Passage
_____
Professor Walden Bello
International Adjunct Professor of Sociology
State University of New York at Binghamton
Professor Walden Bello is concurrently the International Adjunct Professor of Sociology at the State University of New York at Binghamton, Senior Visiting Research Fellow at the Center for Southeast Asian Studies at Kyoto University, and Co-Chairperson of the Bangkok-based research and advocacy institute Focus on the Global South.
He has written regularly about the issue of deglobalization and has emerged as one of the leading critics of the current model of economic globalization and the international case against corporate-driven globalization.
He is the author or co-author of 25 books, including Counterrevolution: The Global Rise of the Far Right (Fernwood, 2019), Paper Dragons: China and the Next Crash (Bloomsbury/Zed, 2019), Food Wars (Verso, 2009), Capitalism’s Last Stand? (Zed, 2013), Dragons in Distress: Asia’s Miracle Economies in Crisis (Penguin, 1990), and Development Debacle: The World Bank in the Philippines (Institute for Food and Development Policy, 1982).
Bello received his BA from the Ateneo de Manila University in 1966 and his PhD in Sociology from Princeton University in 1975.
He received the Right Livelihood Award (also known as the Alternative Nobel Prize) in Stockholm in 2003 for his work showing the negative impact of corporate-driven globalization. He was also named Outstanding Public Scholar by the International Studies Association in San Francisco in 2008. He has honorary doctorates from Panteion University in Athens (2006) and Murdoch University in Perth (2012).

Professor Edward Ashbee
Professor in the Department of International Economics, Government and Business
Copenhagen Business School
Professor Edward Ashbee is Professor in the Department of International Economics, Government and Business at Copenhagen Business School. His books include Deglobalization (Agenda Publishing, 2024), Countering China: US Responses to the Belt and Road Initiative (Lynne Rienner Publishers, 2023), and US Politics Today (Manchester University Press, 4th edition, 2019). He was recently appointed to be the Danish Head of the Educational Programme for Public Management and Social Development.
_____
Source information
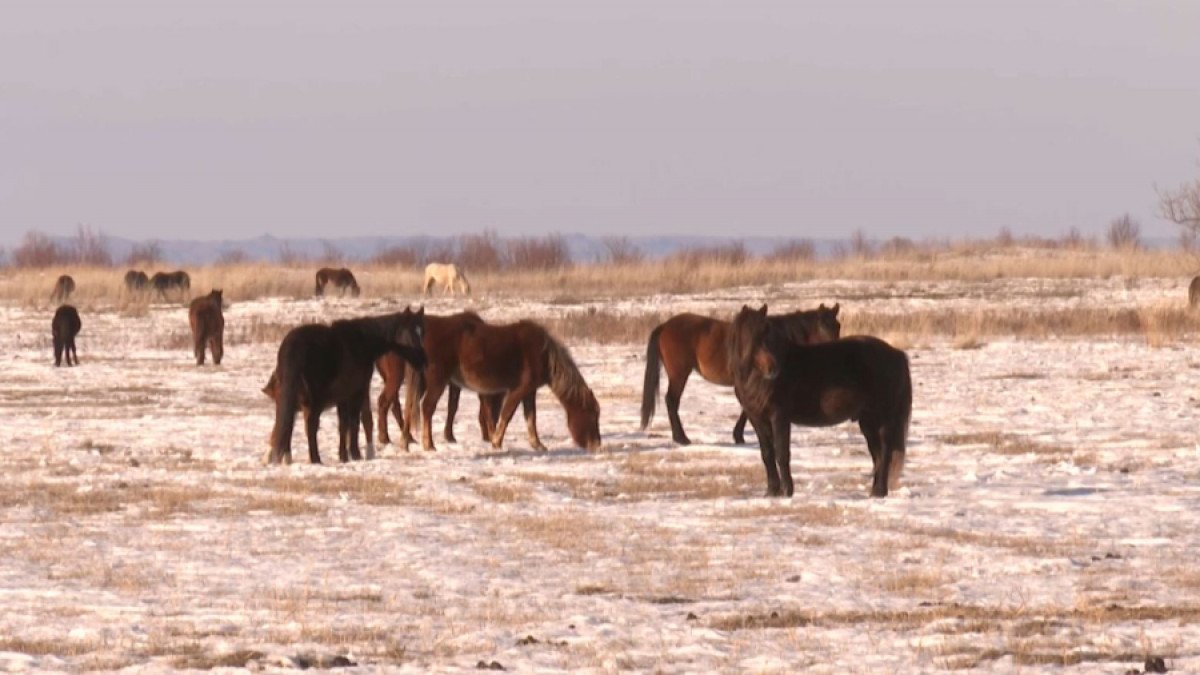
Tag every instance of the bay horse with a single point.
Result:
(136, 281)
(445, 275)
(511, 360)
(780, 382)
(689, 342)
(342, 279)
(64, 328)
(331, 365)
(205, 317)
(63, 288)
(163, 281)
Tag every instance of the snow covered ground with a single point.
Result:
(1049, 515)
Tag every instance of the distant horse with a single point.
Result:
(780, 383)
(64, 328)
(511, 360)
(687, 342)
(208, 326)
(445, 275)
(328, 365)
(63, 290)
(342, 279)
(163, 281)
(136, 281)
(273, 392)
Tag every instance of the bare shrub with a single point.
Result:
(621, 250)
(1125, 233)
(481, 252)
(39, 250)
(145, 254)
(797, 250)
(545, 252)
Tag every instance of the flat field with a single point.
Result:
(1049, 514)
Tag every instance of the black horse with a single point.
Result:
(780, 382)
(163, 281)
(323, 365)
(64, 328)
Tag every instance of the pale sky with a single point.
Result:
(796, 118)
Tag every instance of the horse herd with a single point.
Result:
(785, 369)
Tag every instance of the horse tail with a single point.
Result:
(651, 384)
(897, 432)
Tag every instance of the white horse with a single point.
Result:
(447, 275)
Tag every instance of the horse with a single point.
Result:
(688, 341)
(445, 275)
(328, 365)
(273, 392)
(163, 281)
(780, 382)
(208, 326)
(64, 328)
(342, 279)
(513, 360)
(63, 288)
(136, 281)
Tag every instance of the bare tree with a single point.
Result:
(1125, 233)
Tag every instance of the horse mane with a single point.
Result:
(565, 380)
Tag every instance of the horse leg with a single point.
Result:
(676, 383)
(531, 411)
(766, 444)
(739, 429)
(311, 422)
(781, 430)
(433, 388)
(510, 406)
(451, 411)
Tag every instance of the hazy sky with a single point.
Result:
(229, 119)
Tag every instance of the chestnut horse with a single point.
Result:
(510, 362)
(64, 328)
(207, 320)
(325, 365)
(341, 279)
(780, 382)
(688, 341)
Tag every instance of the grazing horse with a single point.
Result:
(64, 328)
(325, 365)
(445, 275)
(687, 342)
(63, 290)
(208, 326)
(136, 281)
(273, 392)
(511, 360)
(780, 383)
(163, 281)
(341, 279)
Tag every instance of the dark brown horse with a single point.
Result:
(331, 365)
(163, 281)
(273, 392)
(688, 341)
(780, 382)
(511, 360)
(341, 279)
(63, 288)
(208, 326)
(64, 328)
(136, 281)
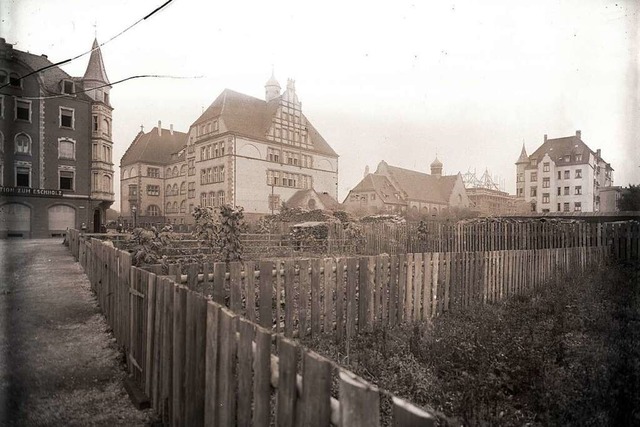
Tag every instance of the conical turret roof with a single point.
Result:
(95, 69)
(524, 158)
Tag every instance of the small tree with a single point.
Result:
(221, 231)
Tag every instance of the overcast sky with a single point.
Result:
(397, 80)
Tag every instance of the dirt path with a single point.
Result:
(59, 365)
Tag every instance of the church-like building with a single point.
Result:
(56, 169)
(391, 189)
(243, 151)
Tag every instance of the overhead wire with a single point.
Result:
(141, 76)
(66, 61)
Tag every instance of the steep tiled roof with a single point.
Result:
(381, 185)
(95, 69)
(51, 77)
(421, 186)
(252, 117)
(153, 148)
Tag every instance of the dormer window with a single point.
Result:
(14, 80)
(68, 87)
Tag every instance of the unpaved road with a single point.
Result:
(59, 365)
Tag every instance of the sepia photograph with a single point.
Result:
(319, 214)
_____
Requirement 1
In the biographies of Walden Bello and Edward Ashbee, which university awarded Bello his PhD in Sociology?
Requirement 2
Continue the biographies of Walden Bello and Edward Ashbee from the point where they end.

Exercise output 1
Princeton University

Exercise output 2
In his most recent book Deglobalization, published in 2024, Ashbee examines the globalizing processes of the past thirty years and considers the extent to which there has been “deglobalization” or “slowbalization” and the reasons for these apparent shifts.
The book looks at the original promise held out by globalizing trends which became fully evident at the same time as the dot.com economy became part of everyday life. The book then charts the backlash against “globalism” and the ways in which it became pronounced across much of Europe, North America, and Asia. And it asks how far has that backlash, together with the 2008 financial crisis, the Covid-19 pandemic, and the rise of “techno-nationalism” led to a stalling or even reversal in globalizing processes.
The analysis disaggregates the different trends that collectively constitute “globalization” and surveys competing perspectives on globalization and reviews the arguments of those who argue that the concept is either myth or hyperbole.